I thought the issue was on line 30 since it is possible for a thread to rush to line 36, and starve the other threads. My professor said that is not what he is looking for.
Unrelated question: What is the purpose of line 40? It seems out of place to me, but my professor said it serves a purporse.
My professor said the bug is very subtle. The bug is not deadlock.
My approach was to identify critical sections and shared variables, but I'm stumped. I am not familiar with tracing (as a method of debugging), and was told that while it may help it is not necessary to identify the issue.

**Set exercise 1**
List every line number that the forum post mentions.
**Set exercise 2**
Reproduce the forum post word for word, starting at "I thought the" and ending at "is looking for.".
Answer using only the forum post.

**Given information**
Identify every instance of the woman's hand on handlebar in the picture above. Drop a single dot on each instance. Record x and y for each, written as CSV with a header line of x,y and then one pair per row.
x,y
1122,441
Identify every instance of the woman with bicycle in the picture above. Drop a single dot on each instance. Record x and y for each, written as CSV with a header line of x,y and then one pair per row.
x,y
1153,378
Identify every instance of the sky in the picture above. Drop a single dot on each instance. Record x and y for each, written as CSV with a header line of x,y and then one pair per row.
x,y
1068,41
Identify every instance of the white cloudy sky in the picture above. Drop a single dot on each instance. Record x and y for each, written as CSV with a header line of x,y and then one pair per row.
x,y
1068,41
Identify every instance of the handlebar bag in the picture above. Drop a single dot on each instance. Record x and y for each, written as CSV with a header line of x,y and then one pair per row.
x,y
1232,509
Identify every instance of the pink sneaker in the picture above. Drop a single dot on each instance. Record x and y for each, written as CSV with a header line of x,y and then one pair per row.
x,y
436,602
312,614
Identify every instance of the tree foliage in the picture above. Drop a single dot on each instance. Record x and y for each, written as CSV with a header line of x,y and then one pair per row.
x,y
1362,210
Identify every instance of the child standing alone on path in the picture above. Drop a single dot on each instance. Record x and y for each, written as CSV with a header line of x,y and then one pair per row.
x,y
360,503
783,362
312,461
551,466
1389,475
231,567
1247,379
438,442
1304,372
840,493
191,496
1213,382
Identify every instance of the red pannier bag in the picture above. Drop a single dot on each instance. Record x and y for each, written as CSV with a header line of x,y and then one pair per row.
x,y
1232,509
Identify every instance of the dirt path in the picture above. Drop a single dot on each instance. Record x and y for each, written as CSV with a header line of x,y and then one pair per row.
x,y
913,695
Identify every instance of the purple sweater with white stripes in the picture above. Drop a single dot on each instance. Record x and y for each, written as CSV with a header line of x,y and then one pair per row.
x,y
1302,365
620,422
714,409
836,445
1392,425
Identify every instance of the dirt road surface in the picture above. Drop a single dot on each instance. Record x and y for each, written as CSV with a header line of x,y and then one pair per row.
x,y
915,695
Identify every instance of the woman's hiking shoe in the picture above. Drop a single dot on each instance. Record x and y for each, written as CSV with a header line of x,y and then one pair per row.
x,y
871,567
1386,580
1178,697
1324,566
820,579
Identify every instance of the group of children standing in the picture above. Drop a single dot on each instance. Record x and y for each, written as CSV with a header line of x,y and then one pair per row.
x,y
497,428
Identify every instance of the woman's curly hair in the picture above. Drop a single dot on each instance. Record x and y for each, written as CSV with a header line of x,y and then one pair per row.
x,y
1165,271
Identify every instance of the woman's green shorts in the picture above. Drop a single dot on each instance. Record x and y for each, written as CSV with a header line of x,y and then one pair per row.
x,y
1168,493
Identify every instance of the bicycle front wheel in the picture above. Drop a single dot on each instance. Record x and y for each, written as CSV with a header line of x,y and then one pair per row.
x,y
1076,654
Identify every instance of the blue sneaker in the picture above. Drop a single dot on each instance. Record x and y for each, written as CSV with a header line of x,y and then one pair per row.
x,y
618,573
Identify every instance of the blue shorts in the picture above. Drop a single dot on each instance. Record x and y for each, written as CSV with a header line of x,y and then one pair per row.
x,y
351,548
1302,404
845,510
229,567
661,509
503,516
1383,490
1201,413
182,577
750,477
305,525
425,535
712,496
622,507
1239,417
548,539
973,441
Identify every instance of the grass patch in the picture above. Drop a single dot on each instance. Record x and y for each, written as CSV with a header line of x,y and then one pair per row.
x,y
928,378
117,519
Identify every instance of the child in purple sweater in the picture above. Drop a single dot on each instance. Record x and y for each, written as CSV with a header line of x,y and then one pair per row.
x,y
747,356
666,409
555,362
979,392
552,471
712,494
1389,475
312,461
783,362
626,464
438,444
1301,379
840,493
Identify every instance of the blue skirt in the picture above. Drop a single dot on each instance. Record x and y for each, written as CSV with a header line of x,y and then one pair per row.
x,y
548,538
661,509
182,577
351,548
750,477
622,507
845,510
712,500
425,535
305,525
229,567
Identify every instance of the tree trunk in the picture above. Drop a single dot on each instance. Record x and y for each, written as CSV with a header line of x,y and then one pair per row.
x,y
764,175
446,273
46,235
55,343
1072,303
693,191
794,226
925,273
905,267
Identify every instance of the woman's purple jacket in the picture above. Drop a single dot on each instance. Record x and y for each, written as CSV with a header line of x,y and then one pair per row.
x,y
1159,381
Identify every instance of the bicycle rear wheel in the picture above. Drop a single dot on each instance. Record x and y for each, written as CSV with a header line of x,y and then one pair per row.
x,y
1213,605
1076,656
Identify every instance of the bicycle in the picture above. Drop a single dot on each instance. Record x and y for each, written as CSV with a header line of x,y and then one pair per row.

**Exercise output 1**
Line 30, line 36, line 40

**Exercise output 2**
I thought the issue was on line 30 since it is possible for a thread to rush to line 36, and starve the other threads. My professor said that is not what he is looking for.